The eQTL effect size was estimated using the posterior distribution \(p(\,{\beta }_{{jl}}|\,{y}_{j})\propto p(\,{y}_{j}|\,{\beta }_{{jl}})p(\,{\beta }_{{jl}})\) and the posterior mean \(E[{\beta }_{{jl}}|\,{y}_{j}]\) was computed for each variant l and used for the visualization on a UMAP (see section 1.5.2 of the Supplementary Notes for more details).

Hierarchical model for eQTL mapping and enrichment analysis

We tested genetic variants whose MAF is greater than 0.05 in a 1-Mb cis-regulatory window centered at each gene TSS. To control the FDR in a Bayesian framework, we used the hierarchical model45 to obtain the posterior probability that a gene is an eQTL as well as the posterior probability that a variant is an eQTL variant within the cis window. The model allows incorporating various genomic annotations in the gene-level and variant-level as demonstrated previously45. We used the ChIP–seq peak annotations obtained by Hagai et al.27 in conjunction with TSS proximity to estimate the contribution of epigenetic information to the eQTL variant discovery (see section 2.1 of the Supplementary Notes for more details). Note that we only consider genes expressed in at least 10% of the cells, resulting in a tested dataset of 10,748 genes. We did not introduce the gene-level prior probability to weight highly expressed genes for the eQTL discovery.

[Natural-language object grounding data]

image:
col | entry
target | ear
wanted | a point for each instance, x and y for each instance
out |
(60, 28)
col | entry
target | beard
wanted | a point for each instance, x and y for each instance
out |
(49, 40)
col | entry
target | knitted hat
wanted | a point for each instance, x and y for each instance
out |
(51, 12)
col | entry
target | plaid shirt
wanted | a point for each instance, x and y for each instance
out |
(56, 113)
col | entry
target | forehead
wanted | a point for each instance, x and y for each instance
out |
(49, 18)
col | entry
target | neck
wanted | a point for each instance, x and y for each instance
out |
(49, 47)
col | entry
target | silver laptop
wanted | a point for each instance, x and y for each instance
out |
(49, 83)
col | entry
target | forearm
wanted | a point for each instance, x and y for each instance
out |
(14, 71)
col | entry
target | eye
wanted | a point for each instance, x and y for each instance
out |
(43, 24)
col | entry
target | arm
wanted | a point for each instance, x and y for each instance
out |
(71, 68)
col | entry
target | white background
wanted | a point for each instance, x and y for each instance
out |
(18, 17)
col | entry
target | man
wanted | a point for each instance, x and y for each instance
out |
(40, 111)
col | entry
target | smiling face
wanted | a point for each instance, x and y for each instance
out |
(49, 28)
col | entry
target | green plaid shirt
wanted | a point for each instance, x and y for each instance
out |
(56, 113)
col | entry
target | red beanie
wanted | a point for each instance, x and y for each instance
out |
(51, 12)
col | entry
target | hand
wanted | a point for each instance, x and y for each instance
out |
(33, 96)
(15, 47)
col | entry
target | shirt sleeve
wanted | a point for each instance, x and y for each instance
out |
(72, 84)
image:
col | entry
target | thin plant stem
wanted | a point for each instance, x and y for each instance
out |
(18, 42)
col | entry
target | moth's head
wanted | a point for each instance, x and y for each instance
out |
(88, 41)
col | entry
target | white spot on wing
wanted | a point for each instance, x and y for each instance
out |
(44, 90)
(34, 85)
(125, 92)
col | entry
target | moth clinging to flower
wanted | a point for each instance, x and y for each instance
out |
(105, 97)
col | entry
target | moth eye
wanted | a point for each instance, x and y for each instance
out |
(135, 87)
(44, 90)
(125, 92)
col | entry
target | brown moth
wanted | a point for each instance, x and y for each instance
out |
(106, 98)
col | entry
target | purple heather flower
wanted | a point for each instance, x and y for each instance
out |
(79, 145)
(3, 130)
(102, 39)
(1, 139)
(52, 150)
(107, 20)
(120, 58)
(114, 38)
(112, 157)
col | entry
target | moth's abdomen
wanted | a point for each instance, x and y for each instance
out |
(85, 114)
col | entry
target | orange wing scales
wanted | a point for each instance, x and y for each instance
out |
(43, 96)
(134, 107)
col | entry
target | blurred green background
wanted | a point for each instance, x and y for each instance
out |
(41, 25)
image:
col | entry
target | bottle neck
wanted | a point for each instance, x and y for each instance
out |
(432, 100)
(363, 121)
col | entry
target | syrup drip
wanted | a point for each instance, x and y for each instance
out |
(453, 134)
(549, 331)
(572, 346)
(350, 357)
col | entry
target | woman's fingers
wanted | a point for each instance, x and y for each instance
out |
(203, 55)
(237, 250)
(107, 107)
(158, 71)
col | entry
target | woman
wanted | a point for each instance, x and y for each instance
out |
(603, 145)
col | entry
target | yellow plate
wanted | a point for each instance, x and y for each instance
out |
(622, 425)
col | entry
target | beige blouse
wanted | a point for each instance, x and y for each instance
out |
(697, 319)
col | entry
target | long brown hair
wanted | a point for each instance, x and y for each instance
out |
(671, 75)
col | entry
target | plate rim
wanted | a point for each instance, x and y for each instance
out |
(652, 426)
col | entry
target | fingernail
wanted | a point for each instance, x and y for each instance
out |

__Task list__.
- 1) Please copy the eQTL passage word for word, beginning at the words "The eQTL effect" and stopping after the words "1.5.2 of the Supplementary Notes for more details).".
- 2) List every posterior quantity that the eQTL passage mentions.
These lines are not needed.

__Answer section__.
- 1)
The eQTL effect size was estimated using the posterior distribution \(p(\,{\beta }_{{jl}}|\,{y}_{j})\propto p(\,{y}_{j}|\,{\beta }_{{jl}})p(\,{\beta }_{{jl}})\) and the posterior mean \(E[{\beta }_{{jl}}|\,{y}_{j}]\) was computed for each variant l and used for the visualization on a UMAP (see section 1.5.2 of the Supplementary Notes for more details).

- 2)
- the posterior distribution of the eQTL effect size
- the posterior mean, computed for each variant l
- the posterior probability that a gene is an eQTL
- the posterior probability that a variant is an eQTL variant within the cis window